STORED DATA.
----
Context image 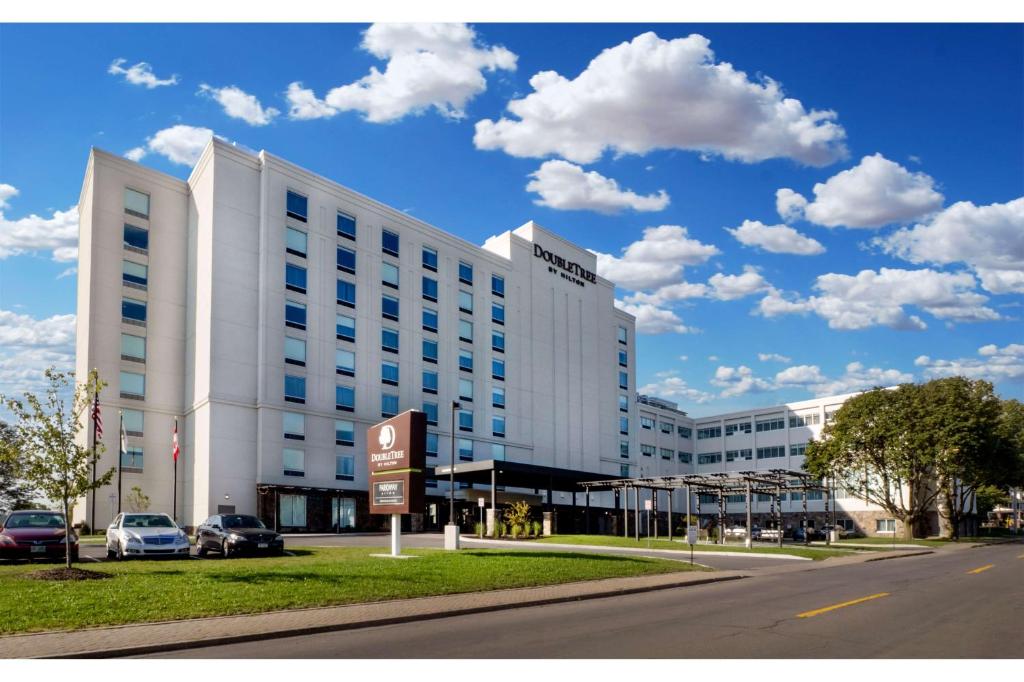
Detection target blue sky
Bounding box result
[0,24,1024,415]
----
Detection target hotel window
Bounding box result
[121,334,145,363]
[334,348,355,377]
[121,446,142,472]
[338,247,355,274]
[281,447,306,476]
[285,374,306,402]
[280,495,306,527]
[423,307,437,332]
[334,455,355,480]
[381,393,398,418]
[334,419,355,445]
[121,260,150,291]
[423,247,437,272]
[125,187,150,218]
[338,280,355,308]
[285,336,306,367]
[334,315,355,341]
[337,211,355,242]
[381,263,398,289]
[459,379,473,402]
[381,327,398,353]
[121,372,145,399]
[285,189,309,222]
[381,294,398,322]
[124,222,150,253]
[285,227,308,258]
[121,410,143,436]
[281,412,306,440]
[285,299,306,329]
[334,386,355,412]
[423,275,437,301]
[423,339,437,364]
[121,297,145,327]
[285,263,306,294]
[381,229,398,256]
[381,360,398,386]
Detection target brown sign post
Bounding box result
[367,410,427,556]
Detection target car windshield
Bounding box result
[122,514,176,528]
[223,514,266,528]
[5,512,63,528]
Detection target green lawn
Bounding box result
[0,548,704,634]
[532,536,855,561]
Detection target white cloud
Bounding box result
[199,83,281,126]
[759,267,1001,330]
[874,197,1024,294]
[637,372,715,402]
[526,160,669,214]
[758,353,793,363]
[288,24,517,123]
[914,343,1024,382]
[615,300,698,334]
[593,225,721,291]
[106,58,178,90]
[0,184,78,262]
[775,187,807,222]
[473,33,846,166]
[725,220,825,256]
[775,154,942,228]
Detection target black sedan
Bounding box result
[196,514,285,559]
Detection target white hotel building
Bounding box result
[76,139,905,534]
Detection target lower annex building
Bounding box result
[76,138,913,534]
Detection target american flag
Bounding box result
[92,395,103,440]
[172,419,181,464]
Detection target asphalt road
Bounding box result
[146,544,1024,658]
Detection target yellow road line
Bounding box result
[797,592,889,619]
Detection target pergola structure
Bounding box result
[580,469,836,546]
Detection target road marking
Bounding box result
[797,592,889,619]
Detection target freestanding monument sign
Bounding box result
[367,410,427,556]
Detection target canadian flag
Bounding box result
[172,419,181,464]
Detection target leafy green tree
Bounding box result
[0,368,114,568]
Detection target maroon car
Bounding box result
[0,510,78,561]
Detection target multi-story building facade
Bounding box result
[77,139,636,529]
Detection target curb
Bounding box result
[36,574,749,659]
----
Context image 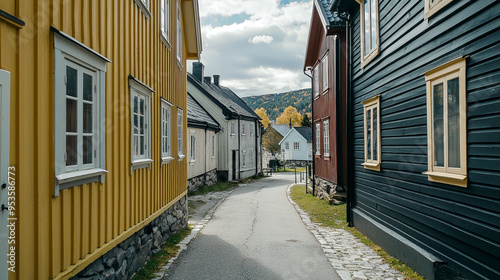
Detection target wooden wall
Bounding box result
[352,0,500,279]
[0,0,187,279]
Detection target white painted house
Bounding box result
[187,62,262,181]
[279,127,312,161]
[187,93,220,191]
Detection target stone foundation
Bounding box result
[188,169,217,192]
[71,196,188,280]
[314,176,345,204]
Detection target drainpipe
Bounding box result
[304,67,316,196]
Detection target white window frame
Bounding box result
----
STATED TASK.
Retype the stretch of lines from the one containing "Detection target freestanding monument sign" through the one containing "[36,574,749,659]", both included, and nothing else.

THE COMPLETED TASK.
Detection target freestanding monument sign
Bounding box result
[367,410,427,556]
Detection target canadian flag
Bounding box result
[172,419,181,464]
Detection target leafy green tree
Bounding box result
[0,368,114,568]
Detection target maroon car
Bounding box result
[0,510,78,561]
Detection target multi-story building facade
Bounding box result
[77,139,636,529]
Detection target curb
Bounding box result
[36,574,749,659]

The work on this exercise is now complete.